§ Lo solicitado:
Transcriba sin ningún cambio todas las líneas de los ítems que siguen.

*** Material de trabajo

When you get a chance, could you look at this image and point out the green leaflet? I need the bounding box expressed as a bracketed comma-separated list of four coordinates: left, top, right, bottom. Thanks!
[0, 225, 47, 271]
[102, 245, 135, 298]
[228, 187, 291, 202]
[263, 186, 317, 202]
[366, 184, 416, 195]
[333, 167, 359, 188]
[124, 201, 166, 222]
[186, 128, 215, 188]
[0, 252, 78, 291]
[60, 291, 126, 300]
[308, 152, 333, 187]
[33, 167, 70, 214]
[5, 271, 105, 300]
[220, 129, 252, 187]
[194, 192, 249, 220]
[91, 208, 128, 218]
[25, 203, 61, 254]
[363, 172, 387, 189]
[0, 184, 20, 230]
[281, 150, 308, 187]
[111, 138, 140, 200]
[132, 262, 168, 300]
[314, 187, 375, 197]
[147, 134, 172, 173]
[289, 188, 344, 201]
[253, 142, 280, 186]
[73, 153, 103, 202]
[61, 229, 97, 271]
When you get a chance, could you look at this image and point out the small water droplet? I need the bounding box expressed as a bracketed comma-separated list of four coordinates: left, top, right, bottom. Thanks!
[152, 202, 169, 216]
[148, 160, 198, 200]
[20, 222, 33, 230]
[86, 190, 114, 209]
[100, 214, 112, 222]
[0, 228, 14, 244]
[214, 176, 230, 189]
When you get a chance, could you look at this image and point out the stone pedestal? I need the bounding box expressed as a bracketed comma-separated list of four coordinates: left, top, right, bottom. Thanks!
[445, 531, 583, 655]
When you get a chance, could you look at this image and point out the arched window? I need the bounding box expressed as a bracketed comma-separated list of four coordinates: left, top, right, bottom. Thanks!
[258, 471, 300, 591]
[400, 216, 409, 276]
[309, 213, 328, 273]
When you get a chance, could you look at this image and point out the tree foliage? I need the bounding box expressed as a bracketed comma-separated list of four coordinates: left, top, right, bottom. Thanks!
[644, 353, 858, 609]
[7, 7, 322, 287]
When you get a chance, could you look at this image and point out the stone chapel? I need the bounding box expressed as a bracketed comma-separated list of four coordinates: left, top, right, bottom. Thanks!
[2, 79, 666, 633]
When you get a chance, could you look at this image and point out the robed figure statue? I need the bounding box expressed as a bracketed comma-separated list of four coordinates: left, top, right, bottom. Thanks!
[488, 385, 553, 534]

******

§ Resultado obtenido:
When you get a chance, could you look at this image and point out the green leaflet? I need the bounding box expressed as a bracketed comma-separated list of four coordinates: left, top, right, bottom. Thanks!
[0, 225, 47, 271]
[102, 245, 135, 298]
[228, 187, 291, 202]
[263, 186, 317, 202]
[366, 184, 416, 195]
[333, 167, 359, 188]
[124, 201, 166, 222]
[186, 128, 215, 188]
[0, 252, 78, 291]
[60, 291, 126, 300]
[308, 152, 333, 187]
[33, 167, 70, 214]
[5, 271, 105, 300]
[220, 129, 252, 187]
[194, 192, 249, 220]
[91, 208, 128, 218]
[25, 203, 61, 254]
[363, 172, 387, 189]
[0, 184, 20, 230]
[281, 150, 308, 187]
[111, 138, 140, 200]
[132, 262, 168, 300]
[314, 187, 375, 197]
[147, 134, 172, 173]
[289, 188, 344, 201]
[253, 142, 280, 186]
[73, 153, 103, 202]
[61, 229, 97, 271]
When you get a chance, could you look at this image and point out the small water droplet? I need the bounding box expressed as a bracketed comma-separated list of four coordinates: left, top, right, bottom. Thanks!
[152, 202, 169, 216]
[148, 160, 198, 200]
[20, 222, 33, 230]
[86, 190, 114, 209]
[100, 214, 112, 222]
[0, 228, 14, 244]
[214, 176, 230, 189]
When you get a chance, could you look at this image and point out the stone pedestal? I need the bounding box expressed as a bracketed comma-separated list of four coordinates: left, top, right, bottom. Thanks!
[445, 531, 583, 655]
When you get a chance, could you look at this image and point out the arched window? I need the bounding box expressed as a bracketed comma-separated list of four coordinates: left, top, right, bottom. Thanks!
[258, 471, 300, 591]
[400, 216, 409, 276]
[309, 213, 328, 273]
When you get a chance, could you look at this image and point out the tree foliage? I need the bounding box expressed as a bracketed comma-separated list of four coordinates: left, top, right, bottom. Thanks!
[644, 353, 858, 609]
[7, 7, 322, 287]
When you get a chance, could you look at this image and point out the stone chapel? I need the bounding box expressed as a bracketed comma-separated list of four coordinates: left, top, right, bottom. Thanks!
[2, 79, 666, 633]
When you get a chance, could you look at this image and point out the robed figure statue? I need the bounding box expressed as a bracketed comma-separated list of four coordinates: left, top, right, bottom. Thanks!
[488, 385, 553, 534]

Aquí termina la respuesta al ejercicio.